───── RAW DATA

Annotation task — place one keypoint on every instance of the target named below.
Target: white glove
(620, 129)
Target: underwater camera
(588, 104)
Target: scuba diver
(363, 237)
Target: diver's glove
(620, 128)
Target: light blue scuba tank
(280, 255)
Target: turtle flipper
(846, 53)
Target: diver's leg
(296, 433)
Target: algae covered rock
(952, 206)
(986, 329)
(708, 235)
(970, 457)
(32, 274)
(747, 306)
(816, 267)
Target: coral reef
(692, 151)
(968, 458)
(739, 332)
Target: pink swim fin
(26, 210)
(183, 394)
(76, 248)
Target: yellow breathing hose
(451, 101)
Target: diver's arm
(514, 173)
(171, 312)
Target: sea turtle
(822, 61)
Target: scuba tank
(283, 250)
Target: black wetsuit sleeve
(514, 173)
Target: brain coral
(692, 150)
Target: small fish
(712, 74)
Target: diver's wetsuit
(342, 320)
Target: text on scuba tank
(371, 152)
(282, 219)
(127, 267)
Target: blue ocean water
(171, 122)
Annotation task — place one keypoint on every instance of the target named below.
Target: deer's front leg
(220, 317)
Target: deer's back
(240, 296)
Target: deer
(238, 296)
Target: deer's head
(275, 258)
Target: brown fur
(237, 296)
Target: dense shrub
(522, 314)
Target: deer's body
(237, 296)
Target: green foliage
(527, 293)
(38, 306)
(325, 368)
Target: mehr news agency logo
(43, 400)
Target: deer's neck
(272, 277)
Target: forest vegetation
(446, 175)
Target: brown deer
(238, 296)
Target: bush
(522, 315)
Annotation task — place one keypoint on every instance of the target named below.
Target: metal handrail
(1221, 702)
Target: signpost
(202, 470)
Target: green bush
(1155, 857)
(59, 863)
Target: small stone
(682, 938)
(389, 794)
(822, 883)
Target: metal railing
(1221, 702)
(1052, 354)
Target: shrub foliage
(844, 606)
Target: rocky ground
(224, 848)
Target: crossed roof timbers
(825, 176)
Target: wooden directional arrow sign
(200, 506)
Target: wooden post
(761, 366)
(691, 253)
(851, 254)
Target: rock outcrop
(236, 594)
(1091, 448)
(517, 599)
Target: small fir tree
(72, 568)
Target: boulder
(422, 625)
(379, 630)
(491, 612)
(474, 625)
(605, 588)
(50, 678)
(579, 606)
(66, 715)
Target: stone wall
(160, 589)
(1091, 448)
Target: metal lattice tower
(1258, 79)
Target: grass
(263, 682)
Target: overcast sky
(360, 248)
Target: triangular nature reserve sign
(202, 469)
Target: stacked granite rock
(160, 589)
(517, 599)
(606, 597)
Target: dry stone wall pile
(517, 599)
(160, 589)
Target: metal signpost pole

──────────

Reproduce the full set of records precisely.

Annotation task — place one keypoint on every instance of the target named below.
Target: white glove
(620, 129)
Target: underwater camera
(588, 104)
Target: scuba diver
(363, 237)
Target: diver's glove
(620, 128)
Target: light blue scuba tank
(280, 255)
Target: turtle flipper
(846, 53)
Target: diver's leg
(296, 433)
Target: algae covered rock
(952, 206)
(986, 329)
(708, 235)
(970, 457)
(32, 274)
(747, 306)
(816, 267)
Target: coral reef
(692, 151)
(968, 458)
(739, 332)
Target: pink swim fin
(26, 210)
(183, 394)
(76, 248)
Target: yellow breathing hose
(451, 101)
Target: diver's arm
(514, 173)
(171, 312)
Target: sea turtle
(822, 61)
Target: scuba tank
(283, 250)
Target: black wetsuit sleeve
(514, 173)
Target: brain coral
(692, 150)
Target: small fish
(712, 74)
Target: diver's wetsuit
(342, 320)
Target: text on scuba tank
(371, 152)
(282, 219)
(127, 267)
Target: blue ocean water
(171, 122)
Annotation task — place one keypoint on every instance of the target named below.
Target: deer's front leg
(220, 317)
Target: deer's back
(240, 296)
Target: deer
(238, 296)
Target: deer's head
(275, 258)
Target: brown fur
(237, 296)
Target: dense shrub
(522, 314)
Target: deer's body
(237, 296)
Target: green foliage
(527, 293)
(38, 306)
(325, 368)
Target: mehr news agency logo
(43, 400)
Target: deer's neck
(272, 277)
Target: forest vegetation
(446, 175)
Target: brown deer
(238, 296)
Target: bush
(522, 315)
Annotation task — place one keypoint on every instance of the target named below.
Target: metal handrail
(1221, 702)
Target: signpost
(202, 470)
Target: green bush
(1155, 857)
(59, 863)
Target: small stone
(682, 938)
(389, 794)
(822, 883)
Target: metal railing
(1221, 702)
(1052, 354)
Target: shrub foliage
(844, 606)
Target: rocky ground
(224, 848)
Target: crossed roof timbers
(825, 176)
Target: wooden directional arrow sign
(200, 506)
Target: wooden post
(761, 366)
(691, 253)
(851, 254)
Target: rock outcrop
(236, 594)
(1091, 448)
(517, 599)
Target: small fir tree
(72, 568)
Target: boulder
(422, 625)
(379, 630)
(491, 612)
(474, 625)
(605, 588)
(50, 678)
(579, 606)
(66, 715)
Target: stone wall
(160, 589)
(1091, 448)
Target: metal lattice tower
(1258, 79)
Target: grass
(263, 682)
Target: overcast sky
(360, 248)
Target: triangular nature reserve sign
(202, 469)
Target: stacked granite rock
(160, 589)
(517, 599)
(606, 597)
Target: dry stone wall pile
(517, 599)
(160, 589)
Target: metal signpost pole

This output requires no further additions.